→ Passage shown:

══════════

Insisting all will be done to ensure more than 150,000 students complete their semester before summer, Ontario Public Service Employees Union bargaining chair Ted Montgomery said the term may be extended by a week, the exam period shortened and both days of the weekend used for classes.
"I know that's not comfortable for students and neither is it for faculty," Montgomery told reporters at a news conference. "But I'm not suggesting, and I don't understand the colleges to be suggesting, that there are plans to extend into summer.
"There would be a short extension certainly and that has an impact that we would rather not see. But that's what we've been forced into."
About 9,100 teachers, counsellors and librarians walked off the job at Ontario's 24 colleges on Tuesday in a dispute over class sizes and workload. They've been without a contract since last August. No new talks are scheduled.
Montgomery announced yesterday that OPSEU is filing a bad-faith bargaining claim against the colleges, which are represented in talks by the College Compensation and Appointment Council. The union is accusing them of "provoking the strike" by reintroducing in their final offer last Monday workload provisions previously rejected by the union membership.
He also called on the provincial government "to become more involved" by urging the colleges to come up with a new offer that could kick-start talks.
Colleges and Universities Minister Chris Bentley said the province has no plans to intervene by legislating teachers back to work. He reiterated his call for the two sides to resume talks.

══════════

(Recorded data)
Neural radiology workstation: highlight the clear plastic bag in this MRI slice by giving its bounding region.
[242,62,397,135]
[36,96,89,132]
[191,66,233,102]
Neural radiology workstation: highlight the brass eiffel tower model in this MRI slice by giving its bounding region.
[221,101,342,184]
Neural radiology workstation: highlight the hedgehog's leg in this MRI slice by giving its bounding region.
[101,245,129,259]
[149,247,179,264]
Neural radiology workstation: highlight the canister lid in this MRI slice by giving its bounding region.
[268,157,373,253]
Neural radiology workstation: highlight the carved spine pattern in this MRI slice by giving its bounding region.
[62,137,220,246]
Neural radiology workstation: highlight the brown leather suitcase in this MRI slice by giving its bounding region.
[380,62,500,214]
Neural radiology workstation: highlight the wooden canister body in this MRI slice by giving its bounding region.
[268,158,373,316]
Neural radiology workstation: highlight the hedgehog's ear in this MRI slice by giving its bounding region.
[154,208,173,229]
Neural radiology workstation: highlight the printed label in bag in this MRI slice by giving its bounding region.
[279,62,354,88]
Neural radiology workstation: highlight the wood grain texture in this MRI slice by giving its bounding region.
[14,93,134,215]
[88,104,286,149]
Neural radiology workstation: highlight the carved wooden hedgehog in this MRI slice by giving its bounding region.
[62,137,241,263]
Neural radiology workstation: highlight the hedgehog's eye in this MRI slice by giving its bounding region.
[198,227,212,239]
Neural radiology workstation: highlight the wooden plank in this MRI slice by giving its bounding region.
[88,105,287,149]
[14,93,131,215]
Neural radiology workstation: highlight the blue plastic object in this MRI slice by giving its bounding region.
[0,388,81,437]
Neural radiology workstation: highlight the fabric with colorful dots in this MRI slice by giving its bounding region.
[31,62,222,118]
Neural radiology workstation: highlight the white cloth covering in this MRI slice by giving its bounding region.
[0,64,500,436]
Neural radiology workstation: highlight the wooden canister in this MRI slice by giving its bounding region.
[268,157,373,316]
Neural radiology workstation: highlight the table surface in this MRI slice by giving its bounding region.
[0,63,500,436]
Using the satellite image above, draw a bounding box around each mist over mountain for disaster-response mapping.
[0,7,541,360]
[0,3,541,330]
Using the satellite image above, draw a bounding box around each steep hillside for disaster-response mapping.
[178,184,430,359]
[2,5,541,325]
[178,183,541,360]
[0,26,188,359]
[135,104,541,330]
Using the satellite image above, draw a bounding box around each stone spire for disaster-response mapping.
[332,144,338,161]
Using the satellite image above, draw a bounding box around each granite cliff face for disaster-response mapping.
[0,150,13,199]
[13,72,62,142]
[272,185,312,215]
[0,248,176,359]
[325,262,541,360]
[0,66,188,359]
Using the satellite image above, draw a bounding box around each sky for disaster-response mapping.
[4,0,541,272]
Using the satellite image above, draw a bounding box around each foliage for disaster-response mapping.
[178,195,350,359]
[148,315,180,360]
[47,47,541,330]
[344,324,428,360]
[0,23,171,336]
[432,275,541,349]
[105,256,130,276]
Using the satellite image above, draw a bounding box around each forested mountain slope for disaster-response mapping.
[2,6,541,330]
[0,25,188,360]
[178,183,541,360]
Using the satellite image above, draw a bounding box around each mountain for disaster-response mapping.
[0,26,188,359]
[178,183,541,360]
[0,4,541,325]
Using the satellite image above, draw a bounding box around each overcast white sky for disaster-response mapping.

══════════

→ To be done:
[A] Transcribe everything in the college strike report from "Insisting all will" down to "talks are scheduled.".
[B] Condense the paragraph of the college strike report beginning "Montgomery announced yesterday" into a short bulleted list that keeps its main facts.

→ The answers:
[A]
Insisting all will be done to ensure more than 150,000 students complete their semester before summer, Ontario Public Service Employees Union bargaining chair Ted Montgomery said the term may be extended by a week, the exam period shortened and both days of the weekend used for classes.
"I know that's not comfortable for students and neither is it for faculty," Montgomery told reporters at a news conference. "But I'm not suggesting, and I don't understand the colleges to be suggesting, that there are plans to extend into summer.
"There would be a short extension certainly and that has an impact that we would rather not see. But that's what we've been forced into."
About 9,100 teachers, counsellors and librarians walked off the job at Ontario's 24 colleges on Tuesday in a dispute over class sizes and workload. They've been without a contract since last August. No new talks are scheduled.

[B]
- Montgomery announced that OPSEU is filing a bad-faith bargaining claim against the colleges.
- The College Compensation and Appointment Council represents the colleges in talks.
- The union accuses the colleges of "provoking the strike."
- The alleged provocation was reintroducing workload provisions in their final offer last Monday.
- The union membership had previously rejected those provisions.